====== DATA PROVIDED

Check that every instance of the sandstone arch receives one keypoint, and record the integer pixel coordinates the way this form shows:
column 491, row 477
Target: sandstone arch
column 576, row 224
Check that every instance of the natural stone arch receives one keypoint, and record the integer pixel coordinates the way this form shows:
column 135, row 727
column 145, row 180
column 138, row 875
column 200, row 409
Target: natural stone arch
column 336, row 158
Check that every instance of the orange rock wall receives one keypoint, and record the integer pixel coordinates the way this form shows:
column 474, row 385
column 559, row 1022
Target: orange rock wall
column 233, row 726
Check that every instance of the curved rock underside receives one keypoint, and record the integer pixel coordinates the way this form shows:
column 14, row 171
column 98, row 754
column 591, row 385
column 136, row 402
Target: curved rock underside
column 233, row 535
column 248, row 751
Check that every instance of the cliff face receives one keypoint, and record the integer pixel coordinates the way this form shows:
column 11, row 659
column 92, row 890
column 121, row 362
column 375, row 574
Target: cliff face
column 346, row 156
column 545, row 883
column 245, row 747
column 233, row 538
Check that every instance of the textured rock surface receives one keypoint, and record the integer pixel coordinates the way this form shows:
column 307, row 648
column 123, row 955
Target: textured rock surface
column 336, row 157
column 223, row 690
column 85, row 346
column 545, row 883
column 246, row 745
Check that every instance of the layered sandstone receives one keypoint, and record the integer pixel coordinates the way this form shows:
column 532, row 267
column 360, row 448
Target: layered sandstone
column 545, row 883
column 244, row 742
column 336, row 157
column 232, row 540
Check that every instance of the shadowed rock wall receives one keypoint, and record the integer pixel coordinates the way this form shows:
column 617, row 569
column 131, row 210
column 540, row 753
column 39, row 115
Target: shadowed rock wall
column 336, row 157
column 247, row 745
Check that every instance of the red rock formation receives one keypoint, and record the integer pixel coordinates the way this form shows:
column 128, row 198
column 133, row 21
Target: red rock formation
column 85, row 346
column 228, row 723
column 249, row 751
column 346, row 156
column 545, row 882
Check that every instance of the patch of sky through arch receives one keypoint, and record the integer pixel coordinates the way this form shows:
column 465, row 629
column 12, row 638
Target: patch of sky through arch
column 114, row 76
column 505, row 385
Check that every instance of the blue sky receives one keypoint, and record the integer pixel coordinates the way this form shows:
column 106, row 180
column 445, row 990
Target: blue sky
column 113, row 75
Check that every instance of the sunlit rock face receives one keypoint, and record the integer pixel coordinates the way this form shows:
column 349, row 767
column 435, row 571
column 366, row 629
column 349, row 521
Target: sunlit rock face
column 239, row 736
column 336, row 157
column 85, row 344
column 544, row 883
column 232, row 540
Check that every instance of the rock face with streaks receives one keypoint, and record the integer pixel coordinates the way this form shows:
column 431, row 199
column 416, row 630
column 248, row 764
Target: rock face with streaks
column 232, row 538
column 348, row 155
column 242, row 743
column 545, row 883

============

**TASK PROMPT**
Copy all of the items above word for word, with no changes.

**WRITTEN RESPONSE**
Check that every instance of the sandstone arch receives one keypoint, and record the integer pixel coordinates the way this form shows:
column 491, row 477
Target: sandstone arch
column 576, row 224
Check that every instance of the natural stone arch receives one keypoint, and record the integer pixel coordinates the way this form shows:
column 135, row 727
column 145, row 180
column 138, row 875
column 200, row 409
Target: natural stone arch
column 336, row 158
Check that every instance of the orange rock wall receives one keypoint, and record the integer pixel coordinates the way this form shows:
column 474, row 385
column 559, row 1022
Target: orange rock wall
column 233, row 726
Check that every instance of the curved rock underside receives one keypoint, and record the integer pixel coordinates the way this form shows:
column 14, row 171
column 98, row 754
column 591, row 385
column 136, row 402
Target: curved rock underside
column 233, row 535
column 248, row 751
Check that every instance of the cliff face receives one keypoint, and record the integer pixel coordinates the way this form shows:
column 11, row 659
column 92, row 890
column 121, row 362
column 375, row 574
Target: cliff face
column 346, row 156
column 545, row 883
column 245, row 747
column 233, row 538
Check that every instance of the textured rock surface receives one keypoint, and record the integer pixel coordinates the way this form shows:
column 307, row 648
column 123, row 955
Target: textured rock surface
column 336, row 157
column 223, row 690
column 85, row 346
column 545, row 883
column 246, row 745
Check that every instance of the layered sandstone receives one keypoint, and record the integer pixel coordinates the way this form shows:
column 532, row 267
column 360, row 448
Target: layered sandstone
column 545, row 883
column 244, row 742
column 336, row 157
column 232, row 540
Check that every instance of the shadowed rock wall receives one keypoint, and record the integer pixel coordinates the way this form shows:
column 617, row 569
column 131, row 210
column 540, row 753
column 39, row 115
Target: shadowed rock wall
column 336, row 157
column 247, row 745
Check that every instance of the red rock formation receives one keypoint, and record the integer pixel coordinates the way this form shows:
column 128, row 198
column 133, row 21
Target: red rock formation
column 85, row 346
column 228, row 723
column 249, row 751
column 346, row 156
column 545, row 882
Check that every instance of the patch of sky through arch receives one keypoint, and record the integer pixel coordinates the way this form shows:
column 465, row 629
column 12, row 638
Target: patch of sky through arch
column 114, row 76
column 505, row 385
Check that every instance of the blue sky receives one keypoint, and record the integer pixel coordinates the way this form shows:
column 106, row 180
column 445, row 990
Target: blue sky
column 113, row 75
Check that every instance of the sunlit rock face receives one keypoint, and record the integer pixel coordinates the way this form shows:
column 349, row 767
column 435, row 571
column 366, row 629
column 349, row 521
Target: sunlit rock face
column 239, row 736
column 336, row 157
column 85, row 344
column 544, row 883
column 232, row 540
Check that every instance of the rock face with streaks receives one keypoint, and record the integer pixel coordinates the way this form shows:
column 431, row 199
column 416, row 630
column 248, row 764
Target: rock face with streaks
column 232, row 538
column 348, row 155
column 242, row 743
column 545, row 883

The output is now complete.